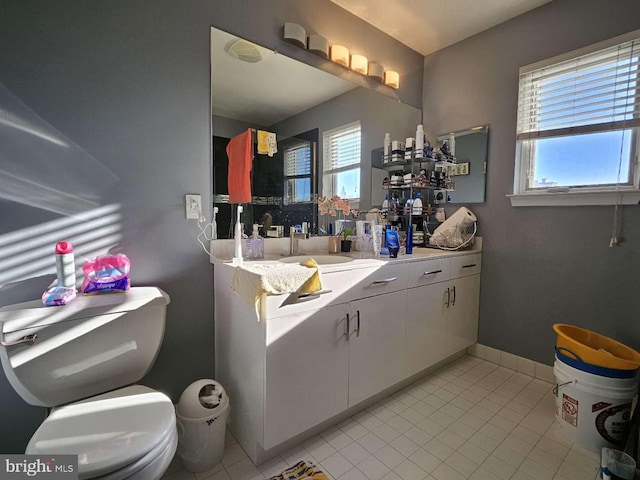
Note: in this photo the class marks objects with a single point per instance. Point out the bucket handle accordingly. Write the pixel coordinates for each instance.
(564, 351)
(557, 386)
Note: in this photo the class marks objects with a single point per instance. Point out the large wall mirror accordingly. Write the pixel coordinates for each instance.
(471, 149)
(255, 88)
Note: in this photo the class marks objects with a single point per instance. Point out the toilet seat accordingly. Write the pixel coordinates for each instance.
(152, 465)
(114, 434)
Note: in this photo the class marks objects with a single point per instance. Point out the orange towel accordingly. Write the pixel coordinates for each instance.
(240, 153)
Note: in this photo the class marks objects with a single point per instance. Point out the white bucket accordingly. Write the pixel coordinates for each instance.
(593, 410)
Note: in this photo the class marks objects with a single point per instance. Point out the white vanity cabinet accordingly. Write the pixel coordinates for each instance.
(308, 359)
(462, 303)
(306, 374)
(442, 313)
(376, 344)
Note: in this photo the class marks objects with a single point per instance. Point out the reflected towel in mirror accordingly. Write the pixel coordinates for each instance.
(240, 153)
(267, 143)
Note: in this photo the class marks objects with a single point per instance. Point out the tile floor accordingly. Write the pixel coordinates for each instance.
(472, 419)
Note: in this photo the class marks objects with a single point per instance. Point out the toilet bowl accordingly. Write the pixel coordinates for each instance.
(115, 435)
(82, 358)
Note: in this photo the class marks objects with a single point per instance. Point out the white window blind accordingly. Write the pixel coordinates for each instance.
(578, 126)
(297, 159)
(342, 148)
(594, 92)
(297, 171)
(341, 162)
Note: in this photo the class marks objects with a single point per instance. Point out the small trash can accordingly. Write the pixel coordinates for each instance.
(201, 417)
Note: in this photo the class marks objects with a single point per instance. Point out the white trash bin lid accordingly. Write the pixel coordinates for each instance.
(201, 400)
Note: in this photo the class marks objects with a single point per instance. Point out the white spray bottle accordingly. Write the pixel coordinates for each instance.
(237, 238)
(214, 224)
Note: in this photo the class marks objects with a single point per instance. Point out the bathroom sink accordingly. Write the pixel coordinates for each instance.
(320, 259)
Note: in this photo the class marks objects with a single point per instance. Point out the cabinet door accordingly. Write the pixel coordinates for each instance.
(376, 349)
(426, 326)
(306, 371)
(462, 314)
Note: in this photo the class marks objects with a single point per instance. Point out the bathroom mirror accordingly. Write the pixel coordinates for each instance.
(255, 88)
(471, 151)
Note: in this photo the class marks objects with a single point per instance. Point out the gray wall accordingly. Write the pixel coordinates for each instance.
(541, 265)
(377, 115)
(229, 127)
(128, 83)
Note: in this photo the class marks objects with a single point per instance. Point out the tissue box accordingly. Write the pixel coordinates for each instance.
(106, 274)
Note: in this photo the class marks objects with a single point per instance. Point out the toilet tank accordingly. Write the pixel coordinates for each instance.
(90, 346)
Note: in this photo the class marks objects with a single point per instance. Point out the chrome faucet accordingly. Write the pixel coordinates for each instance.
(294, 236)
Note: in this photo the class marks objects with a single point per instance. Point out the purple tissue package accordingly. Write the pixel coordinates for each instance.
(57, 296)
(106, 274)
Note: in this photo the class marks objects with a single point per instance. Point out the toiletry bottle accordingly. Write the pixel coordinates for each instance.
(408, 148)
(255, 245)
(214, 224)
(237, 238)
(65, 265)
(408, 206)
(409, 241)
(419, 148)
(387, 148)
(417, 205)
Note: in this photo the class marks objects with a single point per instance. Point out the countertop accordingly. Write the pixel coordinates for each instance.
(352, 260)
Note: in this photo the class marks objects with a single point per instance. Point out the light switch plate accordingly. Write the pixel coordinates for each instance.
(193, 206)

> _EXERCISE DIRECTIONS_: Copy all of the data above word for word, leaving out the pictures.

> _RESPONSE TO THIS EXERCISE_:
Note: in this photo the class marks objects with a single point per instance. Point out the bucket handle accordingly. Write the pixel coordinates for each instance.
(564, 351)
(557, 386)
Note: in this photo the class marks objects with a single point per instance. Point out the large wall mirror accordingly. Write the pixel coordinates for each instance.
(471, 149)
(255, 88)
Note: in this photo the class marks objects with a single point per instance. Point out the toilet seat accordingly. Write the pixel coordinates for each instance.
(152, 465)
(114, 434)
Note: in this photo the class marks objects with a single point per instance. Point out the orange towel accordingly. Write the pixel coordinates for each instance.
(240, 153)
Note: in this photo the class marks objects with a single point per instance. Point out the white bucket accordingly. Write the pixel coordinates for each instance.
(593, 410)
Note: in this photo the class marks objects with a single point per instance. Point out the white vanity cabinet accordingly. Write the pixel coordinates for each instance.
(308, 359)
(462, 303)
(306, 374)
(442, 313)
(376, 344)
Note: in this photo the class marks objects with a single point per instance. Point out the reflected towel in mirror accordingly. Write the pixel coordinates for each instance.
(240, 153)
(267, 143)
Note: in this photo the class marks objects with a single point per instance. Point out the tile floor accordingly. Write the pixel coordinates for each instance.
(472, 419)
Note: in this photo the class marks objects with a single point per instance. Point out the toilet bowl accordingly. Write the pixel coordinates for each instance.
(115, 435)
(82, 358)
Note: in this photo the class marks objects with a single point per instance. Point out the white window blind accordingly. Write the pixel coordinates for each instance.
(578, 126)
(297, 159)
(342, 148)
(594, 92)
(297, 171)
(341, 162)
Note: in this photo the class marks objects with a single point per instance. Point out the small trash can accordingly. Write the pixel coordinates for each instance.
(201, 417)
Note: in this photo the class marks objects with a single point per instance. Point out the white trash bin lid accordingly. Write the pixel coordinates for each instance.
(201, 400)
Note: in this photo the class marks objects with a single point per instance. Point out the white spray bottle accordingly. Write the pixel coordinates for each instance.
(237, 238)
(214, 224)
Note: in this photo the class marks objects with a single point per instance. Point out the bathroom sink accordingly. Write the pixel coordinates for each instance.
(320, 259)
Note: in this photo the class marks objects with a single point per instance. Point out the cabinet door accordingly. Write the pixel coordinates for each instance.
(376, 349)
(426, 326)
(306, 371)
(462, 314)
Note: in this photo the class marks objects with a single point per instance. Point out the bathroom mirror accordingly. Write the pixel coordinates for each instance.
(255, 88)
(471, 151)
Note: in this photo the class marks objects with a single point per instance. Point out the gray wall accordingly. Write the pixel coordinates for each instance.
(541, 265)
(377, 115)
(229, 127)
(128, 83)
Note: in this photo the class marks objects with a single point per instance. Point out the tissue box accordingly. Write the pixel coordinates for each instance.
(106, 274)
Note: in this photo the class marks objects with a single point per instance. Point out the toilet tank accordingly. Write the pixel coordinates for each instance.
(90, 346)
Note: in this photo the class marks objects with a single point per instance. Point out the chrome faucet accordingly. Write the pixel coordinates for each instance.
(294, 236)
Note: in this photo the class marks objects with a single point per instance. Point out the purple tissue package accordingly. Write the pixel coordinates for each instance.
(57, 296)
(106, 274)
Note: in this photo the class marks objects with a single point per instance. Point out the toiletry bottle accordingly. Write the pixel coordinates for each instance.
(408, 148)
(255, 245)
(214, 224)
(237, 238)
(65, 265)
(408, 206)
(409, 241)
(419, 148)
(387, 148)
(417, 205)
Note: in this photo the class marks objects with a single point per instance. Point out the countertop accordingly. Write the pixel coordinates for each instance.
(352, 260)
Note: in this photo the class marks objects with a single point per instance. Point out the light switch plate accordingly. Write the pixel coordinates for each instance.
(193, 206)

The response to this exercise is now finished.